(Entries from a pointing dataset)
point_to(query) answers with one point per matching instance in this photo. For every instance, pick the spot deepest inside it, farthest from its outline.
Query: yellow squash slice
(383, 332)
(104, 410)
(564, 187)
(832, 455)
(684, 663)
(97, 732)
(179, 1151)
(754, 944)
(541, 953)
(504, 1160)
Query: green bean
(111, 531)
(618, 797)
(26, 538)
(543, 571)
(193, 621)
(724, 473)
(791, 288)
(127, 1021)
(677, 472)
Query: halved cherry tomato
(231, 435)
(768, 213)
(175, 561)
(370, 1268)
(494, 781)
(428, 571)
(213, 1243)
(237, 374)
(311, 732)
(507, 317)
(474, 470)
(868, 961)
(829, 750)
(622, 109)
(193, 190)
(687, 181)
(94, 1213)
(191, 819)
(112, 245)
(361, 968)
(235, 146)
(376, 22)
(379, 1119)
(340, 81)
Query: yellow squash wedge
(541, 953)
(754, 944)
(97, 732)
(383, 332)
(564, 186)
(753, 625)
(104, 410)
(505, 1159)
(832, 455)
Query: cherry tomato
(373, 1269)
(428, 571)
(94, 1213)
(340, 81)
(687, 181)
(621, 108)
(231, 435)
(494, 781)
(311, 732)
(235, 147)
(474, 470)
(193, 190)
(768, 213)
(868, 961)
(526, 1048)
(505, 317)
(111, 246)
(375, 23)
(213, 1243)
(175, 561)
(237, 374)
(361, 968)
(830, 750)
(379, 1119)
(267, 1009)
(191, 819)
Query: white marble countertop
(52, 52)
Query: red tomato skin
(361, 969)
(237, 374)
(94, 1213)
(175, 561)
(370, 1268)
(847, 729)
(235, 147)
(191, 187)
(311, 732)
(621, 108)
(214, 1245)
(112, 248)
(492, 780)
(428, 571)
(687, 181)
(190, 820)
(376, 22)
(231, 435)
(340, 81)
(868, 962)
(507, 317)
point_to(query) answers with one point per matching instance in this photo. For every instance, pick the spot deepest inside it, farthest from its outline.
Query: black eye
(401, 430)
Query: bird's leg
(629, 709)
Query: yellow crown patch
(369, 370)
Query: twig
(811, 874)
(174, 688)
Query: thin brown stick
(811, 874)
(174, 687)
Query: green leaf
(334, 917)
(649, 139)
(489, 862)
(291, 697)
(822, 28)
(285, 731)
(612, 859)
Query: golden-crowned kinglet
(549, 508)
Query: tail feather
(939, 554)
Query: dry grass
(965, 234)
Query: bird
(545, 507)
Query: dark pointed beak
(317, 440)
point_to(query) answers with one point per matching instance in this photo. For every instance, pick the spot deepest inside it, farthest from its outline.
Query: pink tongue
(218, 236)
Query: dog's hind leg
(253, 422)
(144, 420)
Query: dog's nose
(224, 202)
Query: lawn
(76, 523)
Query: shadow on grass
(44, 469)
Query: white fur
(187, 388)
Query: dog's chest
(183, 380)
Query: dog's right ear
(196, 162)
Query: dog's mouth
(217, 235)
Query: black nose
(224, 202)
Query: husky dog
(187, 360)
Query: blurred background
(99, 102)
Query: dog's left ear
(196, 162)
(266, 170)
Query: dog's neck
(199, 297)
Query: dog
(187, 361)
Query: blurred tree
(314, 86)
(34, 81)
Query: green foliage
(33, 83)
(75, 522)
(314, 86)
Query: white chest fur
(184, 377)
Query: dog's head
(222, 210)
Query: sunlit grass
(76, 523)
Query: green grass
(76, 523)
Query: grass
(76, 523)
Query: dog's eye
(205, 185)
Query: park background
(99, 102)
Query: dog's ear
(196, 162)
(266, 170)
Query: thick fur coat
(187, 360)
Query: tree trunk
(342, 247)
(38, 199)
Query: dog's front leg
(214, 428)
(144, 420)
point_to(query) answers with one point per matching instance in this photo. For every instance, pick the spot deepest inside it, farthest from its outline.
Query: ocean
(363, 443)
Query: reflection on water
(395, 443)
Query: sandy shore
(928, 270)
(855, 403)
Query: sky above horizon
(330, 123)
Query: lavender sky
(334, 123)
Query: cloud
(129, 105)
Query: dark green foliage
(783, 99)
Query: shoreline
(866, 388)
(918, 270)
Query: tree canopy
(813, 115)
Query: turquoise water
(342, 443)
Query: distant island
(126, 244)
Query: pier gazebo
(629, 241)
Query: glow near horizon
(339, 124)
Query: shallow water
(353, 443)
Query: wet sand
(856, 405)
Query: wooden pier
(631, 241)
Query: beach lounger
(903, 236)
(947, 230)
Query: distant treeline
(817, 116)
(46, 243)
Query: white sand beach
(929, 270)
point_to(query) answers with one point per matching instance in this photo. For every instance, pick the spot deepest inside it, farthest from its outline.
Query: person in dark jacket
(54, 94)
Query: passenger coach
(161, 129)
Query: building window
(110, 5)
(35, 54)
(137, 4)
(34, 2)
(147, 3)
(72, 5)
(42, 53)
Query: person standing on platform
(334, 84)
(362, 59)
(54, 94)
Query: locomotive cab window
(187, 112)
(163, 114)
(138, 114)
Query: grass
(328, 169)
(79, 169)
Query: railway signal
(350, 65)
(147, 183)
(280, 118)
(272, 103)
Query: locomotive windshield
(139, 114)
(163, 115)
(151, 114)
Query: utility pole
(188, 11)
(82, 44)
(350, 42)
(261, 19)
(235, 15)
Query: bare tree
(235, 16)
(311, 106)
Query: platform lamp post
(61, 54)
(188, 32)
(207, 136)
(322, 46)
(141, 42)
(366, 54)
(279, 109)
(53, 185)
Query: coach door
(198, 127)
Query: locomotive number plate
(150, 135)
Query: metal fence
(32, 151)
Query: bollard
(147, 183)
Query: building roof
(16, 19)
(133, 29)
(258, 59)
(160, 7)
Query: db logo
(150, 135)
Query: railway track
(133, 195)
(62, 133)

REQUEST
All of the entries above must be quoted exactly.

ANSWER TO THIS TASK
point_to(query) answers with one point per matching instance in this photo. For every instance, pick the spot deepest inside it, farthest from its outline.
Query: yellow squash slice
(383, 332)
(104, 410)
(564, 187)
(832, 455)
(684, 663)
(97, 732)
(179, 1151)
(754, 944)
(541, 953)
(504, 1160)
Query: green bean
(111, 531)
(618, 797)
(26, 538)
(543, 571)
(193, 621)
(724, 473)
(791, 288)
(127, 1021)
(677, 472)
Query: halved cherry tomato
(231, 435)
(768, 213)
(175, 561)
(370, 1268)
(494, 781)
(428, 571)
(213, 1243)
(237, 374)
(311, 732)
(507, 317)
(474, 470)
(868, 961)
(829, 750)
(622, 109)
(193, 190)
(687, 181)
(94, 1213)
(191, 819)
(112, 245)
(361, 968)
(235, 146)
(376, 22)
(379, 1119)
(340, 81)
Query: yellow squash wedge
(541, 953)
(754, 944)
(97, 732)
(383, 332)
(564, 186)
(753, 625)
(104, 410)
(505, 1159)
(832, 455)
Query: cherry tomato
(373, 1269)
(428, 571)
(94, 1213)
(340, 81)
(687, 181)
(621, 108)
(231, 435)
(494, 781)
(311, 732)
(235, 147)
(474, 470)
(193, 190)
(768, 213)
(868, 961)
(526, 1048)
(505, 317)
(111, 246)
(375, 23)
(213, 1243)
(175, 561)
(237, 374)
(361, 968)
(830, 750)
(379, 1119)
(267, 1009)
(191, 819)
Query: white marble countertop
(52, 52)
Query: red tomato skin
(361, 969)
(237, 374)
(94, 1213)
(175, 561)
(370, 1268)
(847, 729)
(235, 147)
(191, 187)
(311, 732)
(621, 108)
(214, 1245)
(112, 248)
(492, 780)
(428, 571)
(687, 181)
(190, 820)
(376, 22)
(231, 435)
(340, 81)
(868, 962)
(507, 317)
point_to(query) answers with one point per matching instance in this photo. For every instance, pick the spot deepest inside it, farthest from its outline.
Query: black eye
(401, 430)
Query: bird's leg
(629, 709)
Query: yellow crown patch
(369, 370)
Query: twig
(811, 874)
(174, 688)
Query: thin brown stick
(811, 874)
(174, 687)
Query: green leaf
(334, 917)
(649, 139)
(489, 862)
(291, 697)
(822, 28)
(285, 731)
(612, 859)
Query: golden-crowned kinglet
(549, 508)
Query: tail feather
(939, 554)
Query: dry grass
(965, 234)
Query: bird
(545, 507)
Query: dark pointed beak
(317, 440)
point_to(query) answers with one point per matching instance in this photo. For every instance, pick the spot deepest inside it, farthest from its outline.
Query: pink tongue
(218, 236)
Query: dog's hind leg
(253, 422)
(144, 420)
Query: dog's nose
(224, 202)
Query: lawn
(76, 523)
Query: shadow on grass
(44, 469)
Query: white fur
(187, 388)
Query: dog's chest
(183, 380)
Query: dog's right ear
(196, 162)
Query: dog's mouth
(217, 235)
Query: black nose
(224, 202)
Query: husky dog
(187, 360)
Query: blurred background
(99, 102)
Query: dog's left ear
(196, 162)
(266, 170)
Query: dog's neck
(199, 297)
Query: dog
(187, 361)
Query: blurred tree
(314, 86)
(34, 81)
Query: green foliage
(33, 83)
(75, 522)
(314, 86)
Query: white chest fur
(184, 377)
Query: dog's head
(222, 210)
Query: sunlit grass
(76, 523)
Query: green grass
(76, 523)
Query: grass
(76, 523)
Query: dog's eye
(205, 185)
Query: park background
(99, 102)
Query: dog's ear
(196, 162)
(266, 170)
Query: thick fur coat
(187, 360)
Query: tree trunk
(342, 247)
(38, 199)
Query: dog's front leg
(214, 428)
(144, 420)
point_to(query) answers with one point per matching instance in this photo. For every instance, pick the spot deepest inside it, farthest from its outline.
Query: ocean
(363, 443)
Query: reflection on water
(395, 443)
Query: sandy shore
(928, 270)
(855, 403)
Query: sky above horizon
(330, 123)
Query: lavender sky
(334, 123)
Query: cloud
(129, 105)
Query: dark green foliage
(783, 99)
Query: shoreline
(866, 388)
(918, 270)
Query: tree canopy
(813, 115)
Query: turquoise water
(342, 443)
Query: distant island
(126, 244)
Query: pier gazebo
(629, 241)
Query: glow near horizon
(339, 124)
Query: shallow water
(353, 443)
Query: wet sand
(856, 405)
Query: wooden pier
(631, 241)
Query: beach lounger
(903, 236)
(947, 230)
Query: distant treeline
(817, 116)
(46, 243)
Query: white sand beach
(929, 270)
point_to(query) answers with one point per matching instance in this photo. For every instance, pick the spot deepest inside it, farthest from its outline.
Query: person in dark jacket
(54, 94)
Query: passenger coach
(161, 129)
Query: building window
(110, 5)
(35, 54)
(137, 4)
(34, 2)
(147, 3)
(72, 5)
(42, 53)
Query: person standing on platform
(334, 84)
(362, 59)
(54, 94)
Query: locomotive cab window
(187, 112)
(163, 114)
(138, 114)
Query: grass
(328, 169)
(79, 169)
Query: railway signal
(350, 65)
(147, 183)
(280, 118)
(272, 103)
Query: locomotive windshield
(139, 114)
(163, 115)
(151, 114)
Query: utility pole
(188, 11)
(82, 44)
(350, 42)
(261, 19)
(235, 15)
Query: bare tree
(235, 16)
(311, 106)
Query: platform lamp post
(61, 54)
(188, 32)
(207, 136)
(322, 46)
(141, 42)
(366, 54)
(279, 109)
(53, 185)
Query: coach door
(198, 127)
Query: locomotive number plate
(150, 135)
Query: metal fence
(32, 151)
Query: bollard
(147, 183)
Query: building roof
(16, 19)
(133, 29)
(258, 59)
(160, 7)
Query: db logo
(150, 135)
Query: railway track
(133, 195)
(62, 133)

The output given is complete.